WHAT THE EXERCISE ASKS: Only the pictures should be dropped; copy the rest of the entries exactly.

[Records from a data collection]
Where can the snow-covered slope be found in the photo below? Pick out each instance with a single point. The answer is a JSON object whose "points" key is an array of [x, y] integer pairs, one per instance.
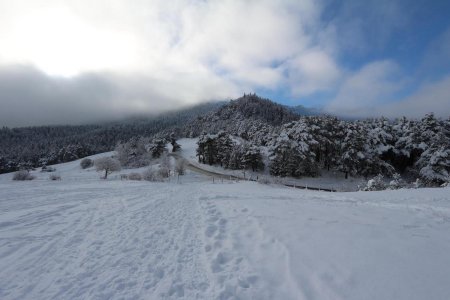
{"points": [[87, 238]]}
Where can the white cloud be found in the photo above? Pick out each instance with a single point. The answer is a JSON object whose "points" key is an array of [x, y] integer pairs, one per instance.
{"points": [[185, 51], [362, 92], [431, 97], [312, 71]]}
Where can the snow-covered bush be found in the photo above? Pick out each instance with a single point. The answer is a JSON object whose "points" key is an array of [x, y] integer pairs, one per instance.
{"points": [[23, 175], [54, 177], [265, 180], [134, 176], [164, 166], [47, 169], [418, 183], [86, 163], [107, 164], [375, 184], [151, 175], [180, 166], [397, 182]]}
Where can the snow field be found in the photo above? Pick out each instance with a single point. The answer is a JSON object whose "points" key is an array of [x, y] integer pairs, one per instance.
{"points": [[87, 238]]}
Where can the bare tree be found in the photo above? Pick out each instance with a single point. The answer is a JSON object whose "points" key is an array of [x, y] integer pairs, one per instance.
{"points": [[107, 164]]}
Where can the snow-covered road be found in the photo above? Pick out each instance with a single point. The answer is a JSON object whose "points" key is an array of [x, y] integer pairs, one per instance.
{"points": [[85, 238]]}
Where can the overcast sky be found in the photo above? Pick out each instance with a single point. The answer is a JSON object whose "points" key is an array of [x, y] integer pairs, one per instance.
{"points": [[82, 61]]}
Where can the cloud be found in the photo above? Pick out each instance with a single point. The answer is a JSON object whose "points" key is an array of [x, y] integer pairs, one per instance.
{"points": [[362, 92], [311, 72], [149, 56], [30, 97], [430, 97]]}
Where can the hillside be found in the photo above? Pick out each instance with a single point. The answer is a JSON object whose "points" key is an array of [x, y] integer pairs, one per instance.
{"points": [[241, 117], [88, 238], [30, 147]]}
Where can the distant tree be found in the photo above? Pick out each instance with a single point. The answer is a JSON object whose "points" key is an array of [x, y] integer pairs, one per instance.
{"points": [[107, 164], [157, 148], [22, 175], [164, 166], [175, 146], [180, 166], [86, 163]]}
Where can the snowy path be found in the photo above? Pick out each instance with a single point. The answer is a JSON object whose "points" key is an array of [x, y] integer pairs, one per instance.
{"points": [[85, 238]]}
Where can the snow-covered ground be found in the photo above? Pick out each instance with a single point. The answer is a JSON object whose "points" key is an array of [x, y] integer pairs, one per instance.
{"points": [[87, 238], [333, 180]]}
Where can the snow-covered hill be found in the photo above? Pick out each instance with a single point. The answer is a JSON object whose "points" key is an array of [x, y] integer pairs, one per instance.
{"points": [[87, 238]]}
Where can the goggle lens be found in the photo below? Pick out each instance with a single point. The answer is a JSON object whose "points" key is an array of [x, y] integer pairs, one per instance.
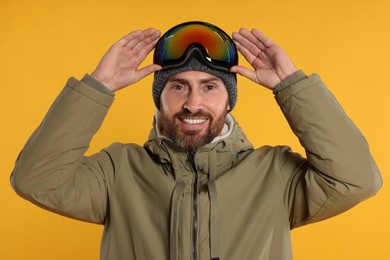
{"points": [[216, 46]]}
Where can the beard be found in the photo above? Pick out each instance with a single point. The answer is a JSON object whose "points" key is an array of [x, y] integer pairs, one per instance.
{"points": [[191, 140]]}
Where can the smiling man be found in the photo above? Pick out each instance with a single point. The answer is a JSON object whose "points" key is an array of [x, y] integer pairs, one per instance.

EXERCISE ANSWER:
Where can the snow-covered slope be found in the photo below? Pick out each instance with a single point. The answer is a JSON object whose "points" key is an array of [x, y] integer pairs, one per instance.
{"points": [[87, 238]]}
Where can the white cloud be found in the photo above? Pick out each instance with a single point. The answer is a JSON object whose "points" key is an array of [x, y] integer pairs, one per instance.
{"points": [[185, 51], [362, 92], [431, 97], [312, 71]]}
Where can the snow-covered bush be found in the photo above? Pick out each instance with a single point. The answer is a JSON object whose "points" key is an array of [x, y] integer pairs, one per instance.
{"points": [[23, 175], [54, 177], [265, 180], [134, 176], [164, 166], [47, 169], [418, 183], [86, 163], [107, 164], [375, 184], [151, 175], [180, 166], [397, 182]]}
Where can the snow field be found in the photo above? Pick out each instance with a single point. The answer is a JSON object whose "points" key is an array of [x, y] integer pairs, one per instance.
{"points": [[87, 238]]}
Where can the bare tree be found in the photo above? Pick out each instance with a single point. The answer is a JSON object whose "points" key is an array of [x, y] integer pairs, one per instance.
{"points": [[107, 164]]}
Where can the snow-covered road be found in the photo above? Pick out each instance with a single point. The answer is a JSON object whose "points" key is an array of [x, y] integer pairs, one per instance.
{"points": [[85, 238]]}
Where can the overcast sky be found in the photo above? Pick out each instance with a single point. The answer is a JSON object whose "points" key is an array of [x, y] integer pairs, one per instance.
{"points": [[82, 61]]}
Where can the cloud be found in the photo above? Pick out each instance with a single point. The answer is a JSON object whose "points" key is an array of [x, y] integer pairs, one per instance.
{"points": [[362, 92], [311, 72], [149, 56], [30, 97], [430, 97]]}
Where can the hillside be found in the photo above? Pick out each instance with a single point. The answer is a JSON object whose "points" key is an array of [x, y] integer pairs, one per instance.
{"points": [[241, 117], [88, 238], [30, 147]]}
Where can the distant tree be found in the photo above? Pick out each instance with a single point. The answer is a JSON object whose "points" key is an array of [x, y] integer pairs, one per instance.
{"points": [[107, 164], [157, 148], [22, 175], [164, 166], [175, 146], [180, 166], [86, 163]]}
Where can the snowy path be found in the photo above? Pick out each instance with a single point. The answer is a JSON object whose "points" key is an array of [x, y] integer pairs, one per instance.
{"points": [[85, 238]]}
Where can the snow-covered ground be found in the photo above? Pick out each instance with a single point. The answer is a JSON object whose "points" key is an array of [x, y] integer pairs, one per instance.
{"points": [[87, 238], [333, 180]]}
Where can the snow-covered hill be found in the photo above? Pick out each instance with a single point. The answer is a JSON object whose "points" key is an array of [x, y] integer pairs, one per instance.
{"points": [[87, 238]]}
Where can the goggle lens be found in the photo below? Pick out each instance with a single point. The answer is a JSON object whose "points" key is an array of [x, y] integer pairs, one per instance.
{"points": [[216, 46]]}
Where can the beard be found in the photo above? Pick out each instance with a single point. The answer is a JSON object whose "points" key is an array of [x, y] integer pairs, one per instance.
{"points": [[191, 140]]}
Where can the smiling man be found in the photo above? Pick out each instance with a single point. The answer is a JSON object whose "points" key is an array of [x, y] integer pairs, one per instance.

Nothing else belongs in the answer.